- Records:

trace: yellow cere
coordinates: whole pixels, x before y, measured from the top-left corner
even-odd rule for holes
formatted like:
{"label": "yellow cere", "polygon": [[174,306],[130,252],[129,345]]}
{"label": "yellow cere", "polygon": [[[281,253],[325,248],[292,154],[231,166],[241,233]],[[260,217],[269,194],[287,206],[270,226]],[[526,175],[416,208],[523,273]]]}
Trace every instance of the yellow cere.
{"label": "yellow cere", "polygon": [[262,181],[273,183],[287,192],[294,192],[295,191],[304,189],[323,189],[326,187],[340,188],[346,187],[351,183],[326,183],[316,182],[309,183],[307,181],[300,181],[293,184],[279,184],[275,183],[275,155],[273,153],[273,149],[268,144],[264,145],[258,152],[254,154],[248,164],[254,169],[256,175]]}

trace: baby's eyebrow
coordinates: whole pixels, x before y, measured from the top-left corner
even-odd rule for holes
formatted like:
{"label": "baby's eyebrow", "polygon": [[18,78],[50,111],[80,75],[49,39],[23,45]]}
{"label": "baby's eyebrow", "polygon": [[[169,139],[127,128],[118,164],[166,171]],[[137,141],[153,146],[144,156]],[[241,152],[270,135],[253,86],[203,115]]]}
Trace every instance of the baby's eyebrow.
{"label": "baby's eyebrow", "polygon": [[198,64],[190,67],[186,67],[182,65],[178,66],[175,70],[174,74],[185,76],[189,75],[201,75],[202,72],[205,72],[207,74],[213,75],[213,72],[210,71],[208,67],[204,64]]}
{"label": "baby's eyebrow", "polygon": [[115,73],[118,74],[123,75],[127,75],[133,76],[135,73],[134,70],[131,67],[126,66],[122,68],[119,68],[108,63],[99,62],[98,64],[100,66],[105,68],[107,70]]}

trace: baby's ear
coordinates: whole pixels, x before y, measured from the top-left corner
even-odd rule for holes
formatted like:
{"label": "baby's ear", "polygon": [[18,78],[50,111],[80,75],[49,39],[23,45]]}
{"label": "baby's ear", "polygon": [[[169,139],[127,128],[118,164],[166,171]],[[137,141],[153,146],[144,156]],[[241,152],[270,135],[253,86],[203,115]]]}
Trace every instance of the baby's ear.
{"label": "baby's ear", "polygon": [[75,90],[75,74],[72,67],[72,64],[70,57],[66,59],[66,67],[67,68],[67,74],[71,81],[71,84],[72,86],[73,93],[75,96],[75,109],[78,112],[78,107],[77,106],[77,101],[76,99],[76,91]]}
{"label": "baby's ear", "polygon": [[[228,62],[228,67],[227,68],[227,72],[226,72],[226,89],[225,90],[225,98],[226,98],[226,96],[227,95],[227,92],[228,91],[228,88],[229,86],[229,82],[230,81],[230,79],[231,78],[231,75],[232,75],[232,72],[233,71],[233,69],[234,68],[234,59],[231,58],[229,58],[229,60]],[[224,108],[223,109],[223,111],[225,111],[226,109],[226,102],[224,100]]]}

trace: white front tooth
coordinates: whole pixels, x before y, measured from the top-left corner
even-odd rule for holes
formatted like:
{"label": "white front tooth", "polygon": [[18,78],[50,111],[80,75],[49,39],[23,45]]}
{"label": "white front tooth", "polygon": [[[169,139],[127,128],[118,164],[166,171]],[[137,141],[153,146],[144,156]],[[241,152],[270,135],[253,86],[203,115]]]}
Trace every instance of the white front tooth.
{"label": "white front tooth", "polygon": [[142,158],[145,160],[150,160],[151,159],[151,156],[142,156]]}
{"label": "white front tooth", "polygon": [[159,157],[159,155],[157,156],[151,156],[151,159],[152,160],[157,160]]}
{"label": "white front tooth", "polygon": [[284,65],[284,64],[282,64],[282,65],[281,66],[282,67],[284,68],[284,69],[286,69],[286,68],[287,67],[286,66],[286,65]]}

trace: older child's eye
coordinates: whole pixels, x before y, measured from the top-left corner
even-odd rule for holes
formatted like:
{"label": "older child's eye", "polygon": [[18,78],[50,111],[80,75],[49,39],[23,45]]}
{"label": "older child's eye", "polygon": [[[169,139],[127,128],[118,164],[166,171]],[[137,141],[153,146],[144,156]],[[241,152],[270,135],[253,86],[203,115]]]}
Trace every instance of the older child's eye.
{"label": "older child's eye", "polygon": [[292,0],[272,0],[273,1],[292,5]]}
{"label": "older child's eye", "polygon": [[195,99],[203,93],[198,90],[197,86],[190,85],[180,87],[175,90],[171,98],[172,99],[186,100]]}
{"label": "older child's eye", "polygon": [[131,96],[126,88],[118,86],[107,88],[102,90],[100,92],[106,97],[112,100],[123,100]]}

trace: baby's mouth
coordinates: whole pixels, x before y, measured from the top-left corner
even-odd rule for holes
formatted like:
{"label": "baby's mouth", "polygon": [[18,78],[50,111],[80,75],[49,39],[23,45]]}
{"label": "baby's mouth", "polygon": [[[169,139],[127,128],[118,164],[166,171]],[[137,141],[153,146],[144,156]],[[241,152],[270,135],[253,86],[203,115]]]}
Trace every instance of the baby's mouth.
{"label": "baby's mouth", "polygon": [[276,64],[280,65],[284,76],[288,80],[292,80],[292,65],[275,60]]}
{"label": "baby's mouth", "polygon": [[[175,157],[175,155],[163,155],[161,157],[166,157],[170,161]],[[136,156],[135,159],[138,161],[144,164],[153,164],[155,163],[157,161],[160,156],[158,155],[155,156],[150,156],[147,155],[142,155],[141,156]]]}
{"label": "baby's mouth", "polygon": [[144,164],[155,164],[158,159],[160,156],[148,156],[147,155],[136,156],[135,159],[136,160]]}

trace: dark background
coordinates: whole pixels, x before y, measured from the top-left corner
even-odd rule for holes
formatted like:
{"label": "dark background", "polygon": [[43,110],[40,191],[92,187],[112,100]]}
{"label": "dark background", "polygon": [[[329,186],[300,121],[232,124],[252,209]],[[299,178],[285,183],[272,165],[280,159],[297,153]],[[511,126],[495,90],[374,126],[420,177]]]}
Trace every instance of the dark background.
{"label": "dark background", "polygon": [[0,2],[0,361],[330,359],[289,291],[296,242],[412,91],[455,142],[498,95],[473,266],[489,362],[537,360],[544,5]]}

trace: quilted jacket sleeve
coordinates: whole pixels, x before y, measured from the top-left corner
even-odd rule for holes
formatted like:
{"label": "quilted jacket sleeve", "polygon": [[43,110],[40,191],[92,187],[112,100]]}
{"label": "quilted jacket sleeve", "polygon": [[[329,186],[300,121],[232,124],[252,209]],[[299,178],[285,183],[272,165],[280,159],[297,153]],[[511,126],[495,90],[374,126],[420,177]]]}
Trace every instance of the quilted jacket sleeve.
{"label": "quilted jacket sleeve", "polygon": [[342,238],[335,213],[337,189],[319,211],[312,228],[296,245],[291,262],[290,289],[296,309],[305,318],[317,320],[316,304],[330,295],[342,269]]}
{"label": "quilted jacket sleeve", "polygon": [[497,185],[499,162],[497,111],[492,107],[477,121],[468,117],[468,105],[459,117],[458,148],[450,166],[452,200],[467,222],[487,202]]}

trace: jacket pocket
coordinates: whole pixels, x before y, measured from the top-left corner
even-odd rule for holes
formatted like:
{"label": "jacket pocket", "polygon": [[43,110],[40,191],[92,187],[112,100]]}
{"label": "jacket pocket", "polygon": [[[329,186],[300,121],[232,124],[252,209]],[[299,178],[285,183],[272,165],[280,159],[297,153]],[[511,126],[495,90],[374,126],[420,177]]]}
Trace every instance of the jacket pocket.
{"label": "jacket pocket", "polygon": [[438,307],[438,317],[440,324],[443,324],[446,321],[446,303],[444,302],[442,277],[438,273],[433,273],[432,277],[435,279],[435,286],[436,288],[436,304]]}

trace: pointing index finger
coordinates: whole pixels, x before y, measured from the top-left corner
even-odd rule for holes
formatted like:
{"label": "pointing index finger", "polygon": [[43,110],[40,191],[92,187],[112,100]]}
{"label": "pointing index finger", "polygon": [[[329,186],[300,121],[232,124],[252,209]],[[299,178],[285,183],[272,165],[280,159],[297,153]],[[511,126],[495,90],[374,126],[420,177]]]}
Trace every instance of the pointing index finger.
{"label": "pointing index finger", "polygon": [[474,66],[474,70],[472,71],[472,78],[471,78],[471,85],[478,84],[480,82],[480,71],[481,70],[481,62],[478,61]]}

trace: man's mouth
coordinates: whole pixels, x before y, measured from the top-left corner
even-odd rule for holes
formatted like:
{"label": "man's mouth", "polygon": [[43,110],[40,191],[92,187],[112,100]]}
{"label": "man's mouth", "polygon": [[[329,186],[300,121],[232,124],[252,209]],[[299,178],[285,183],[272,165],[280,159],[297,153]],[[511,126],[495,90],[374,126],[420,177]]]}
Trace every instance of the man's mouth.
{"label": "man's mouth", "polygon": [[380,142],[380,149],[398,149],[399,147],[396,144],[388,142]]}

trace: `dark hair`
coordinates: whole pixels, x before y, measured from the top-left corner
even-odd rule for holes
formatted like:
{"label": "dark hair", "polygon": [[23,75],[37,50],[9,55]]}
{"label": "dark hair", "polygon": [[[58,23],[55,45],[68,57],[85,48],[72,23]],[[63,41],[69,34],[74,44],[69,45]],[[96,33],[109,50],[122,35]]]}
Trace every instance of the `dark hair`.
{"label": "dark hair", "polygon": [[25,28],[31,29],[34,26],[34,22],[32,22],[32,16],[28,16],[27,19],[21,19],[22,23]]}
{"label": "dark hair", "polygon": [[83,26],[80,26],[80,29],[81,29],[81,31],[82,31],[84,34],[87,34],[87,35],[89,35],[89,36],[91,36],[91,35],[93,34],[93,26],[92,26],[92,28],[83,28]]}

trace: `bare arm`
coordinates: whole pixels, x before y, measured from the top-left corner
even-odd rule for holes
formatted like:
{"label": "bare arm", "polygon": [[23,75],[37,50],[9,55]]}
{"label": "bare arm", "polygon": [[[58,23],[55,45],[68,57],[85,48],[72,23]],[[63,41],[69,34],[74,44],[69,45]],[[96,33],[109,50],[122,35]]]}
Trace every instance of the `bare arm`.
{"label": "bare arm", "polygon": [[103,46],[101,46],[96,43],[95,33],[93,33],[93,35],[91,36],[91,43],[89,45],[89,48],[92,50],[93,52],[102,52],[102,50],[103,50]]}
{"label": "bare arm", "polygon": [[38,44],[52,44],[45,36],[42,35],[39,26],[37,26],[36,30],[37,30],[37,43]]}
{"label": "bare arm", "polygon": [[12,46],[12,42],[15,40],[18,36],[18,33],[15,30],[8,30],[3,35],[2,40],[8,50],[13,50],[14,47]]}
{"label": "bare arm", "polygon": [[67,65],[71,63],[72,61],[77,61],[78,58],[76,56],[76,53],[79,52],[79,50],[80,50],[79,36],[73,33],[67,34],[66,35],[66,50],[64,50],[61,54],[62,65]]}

- What the exercise asks:
Copy the lines above verbatim, beginning with the line containing "trace: jacket pocket" and ending with the line containing "Trace every instance of the jacket pocket.", both included.

- Reply to the exercise:
trace: jacket pocket
coordinates: whole pixels, x before y, measured from the top-left corner
even-odd rule for holes
formatted like:
{"label": "jacket pocket", "polygon": [[43,110],[40,191],[92,187],[112,100]]}
{"label": "jacket pocket", "polygon": [[[329,186],[300,121],[232,124],[252,209]],[[299,178],[285,183],[272,165],[280,159],[297,153]],[[511,126],[495,90],[374,126],[420,177]]]}
Trace every instance of the jacket pocket.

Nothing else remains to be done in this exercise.